# Chestnut donkeys



## Sue_C. (Sep 18, 2004)

A friend of mine who raises Mini Donkeys, finally got herself a chestnut Jenny. I am soooo excited, because if she has a Jack next year, he will be my little "John". (Is that correct, or is it only mule geldings that are called johns?)

They have been breeding mainly for blacks for several years now, and you should see the black team they have coming along! But me...I LOVE chestnuts...horses OR donkeys.


----------



## minimule (Sep 19, 2004)

Donkeys boys (adult or baby) are called Jacks, girls are called jennys, baby girls are jennets. A gelded jack is just a gelding.

I think the red/chestnut donkeys aren't that common. Hope someone else can post a pic of one. My chocolate jack's sire was a red.


----------



## Sue_C. (Sep 19, 2004)

I have heard gelded mules called "Johns" so thought perhaps it was the same for donkeys.

No, red isn't very common, so I have been told. They have almost 40 donkeys and this is the only red they have so far. I think they might consider getting another one or two, if they can find them for sale. They also have a mammoth Donkey Jenny, a beautiful red mammoth mule Jenny, and a very hairy Poitou gelding.

Collected data:
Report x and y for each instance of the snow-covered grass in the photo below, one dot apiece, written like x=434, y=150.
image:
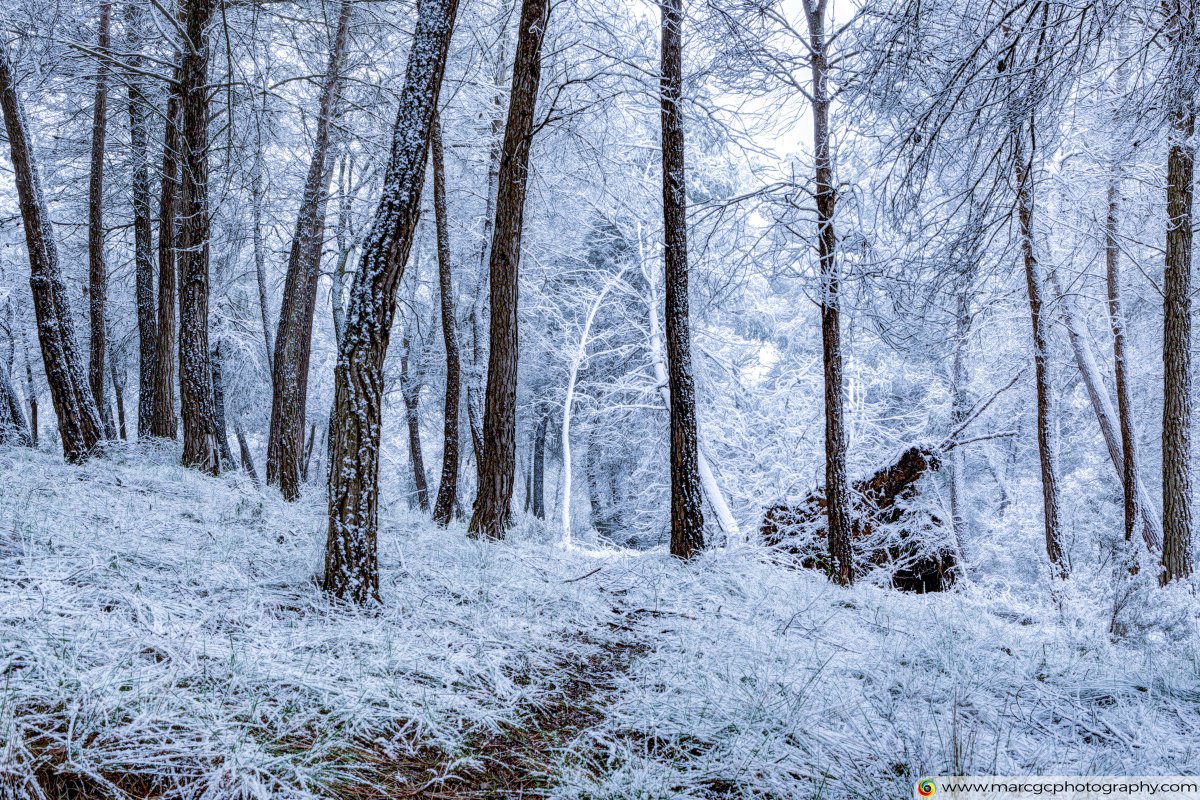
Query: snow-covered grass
x=161, y=631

What you will do:
1 - In the chestnut donkeys thread, what are baby girl donkeys called?
2 - Reproduce the passage from the chestnut donkeys thread, starting at "Donkeys boys (adult" and ending at "sire was a red.".

Answer set:
1 - Jennets.

2 -
Donkeys boys (adult or baby) are called Jacks, girls are called jennys, baby girls are jennets. A gelded jack is just a gelding.

I think the red/chestnut donkeys aren't that common. Hope someone else can post a pic of one. My chocolate jack's sire was a red.